-- Extracted information follows --
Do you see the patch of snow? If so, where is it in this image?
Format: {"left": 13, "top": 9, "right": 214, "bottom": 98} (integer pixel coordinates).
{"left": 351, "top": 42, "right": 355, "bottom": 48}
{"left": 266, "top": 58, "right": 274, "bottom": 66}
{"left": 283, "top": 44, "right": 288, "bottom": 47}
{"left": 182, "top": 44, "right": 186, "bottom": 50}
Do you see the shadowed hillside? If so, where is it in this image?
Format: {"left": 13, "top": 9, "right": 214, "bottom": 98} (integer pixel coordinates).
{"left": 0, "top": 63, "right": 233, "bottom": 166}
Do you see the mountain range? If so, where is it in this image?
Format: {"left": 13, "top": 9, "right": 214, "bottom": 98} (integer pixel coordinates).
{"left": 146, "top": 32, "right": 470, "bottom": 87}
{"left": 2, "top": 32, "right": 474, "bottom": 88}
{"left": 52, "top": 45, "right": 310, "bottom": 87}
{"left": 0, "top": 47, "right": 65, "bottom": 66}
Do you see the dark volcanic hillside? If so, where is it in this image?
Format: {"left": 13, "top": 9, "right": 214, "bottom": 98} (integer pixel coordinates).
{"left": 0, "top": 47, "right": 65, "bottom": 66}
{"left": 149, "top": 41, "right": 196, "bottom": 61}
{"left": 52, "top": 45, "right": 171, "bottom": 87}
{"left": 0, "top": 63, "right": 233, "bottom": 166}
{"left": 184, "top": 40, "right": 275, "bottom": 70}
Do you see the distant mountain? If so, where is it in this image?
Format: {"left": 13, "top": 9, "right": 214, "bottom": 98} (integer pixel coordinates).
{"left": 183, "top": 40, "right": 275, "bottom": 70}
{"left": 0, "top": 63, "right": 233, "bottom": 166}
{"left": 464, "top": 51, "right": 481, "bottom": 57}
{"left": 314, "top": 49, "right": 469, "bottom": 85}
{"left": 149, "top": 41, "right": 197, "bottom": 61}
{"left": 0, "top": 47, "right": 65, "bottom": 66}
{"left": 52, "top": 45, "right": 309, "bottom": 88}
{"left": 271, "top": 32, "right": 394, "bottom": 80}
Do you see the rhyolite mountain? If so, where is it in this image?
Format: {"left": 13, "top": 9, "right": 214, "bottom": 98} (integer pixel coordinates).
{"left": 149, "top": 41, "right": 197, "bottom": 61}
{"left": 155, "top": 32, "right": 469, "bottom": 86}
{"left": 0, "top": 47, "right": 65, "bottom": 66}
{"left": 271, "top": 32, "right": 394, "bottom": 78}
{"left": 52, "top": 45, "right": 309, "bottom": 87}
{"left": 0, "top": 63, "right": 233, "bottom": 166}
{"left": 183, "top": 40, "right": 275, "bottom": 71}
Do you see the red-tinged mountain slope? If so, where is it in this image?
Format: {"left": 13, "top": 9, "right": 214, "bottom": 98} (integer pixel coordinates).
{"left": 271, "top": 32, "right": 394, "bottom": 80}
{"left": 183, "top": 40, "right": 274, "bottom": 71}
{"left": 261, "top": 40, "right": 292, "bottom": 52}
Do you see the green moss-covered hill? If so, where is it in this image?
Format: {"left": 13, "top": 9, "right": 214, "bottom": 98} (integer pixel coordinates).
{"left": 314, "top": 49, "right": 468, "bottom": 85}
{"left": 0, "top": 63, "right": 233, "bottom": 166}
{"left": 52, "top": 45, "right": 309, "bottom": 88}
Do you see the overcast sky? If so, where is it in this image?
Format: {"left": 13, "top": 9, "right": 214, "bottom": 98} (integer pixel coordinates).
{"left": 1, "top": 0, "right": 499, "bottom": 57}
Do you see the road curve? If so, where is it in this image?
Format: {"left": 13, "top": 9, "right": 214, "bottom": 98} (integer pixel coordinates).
-- Extracted information concluded --
Count the lines in the data where "mountain" occurs. Report the number only.

4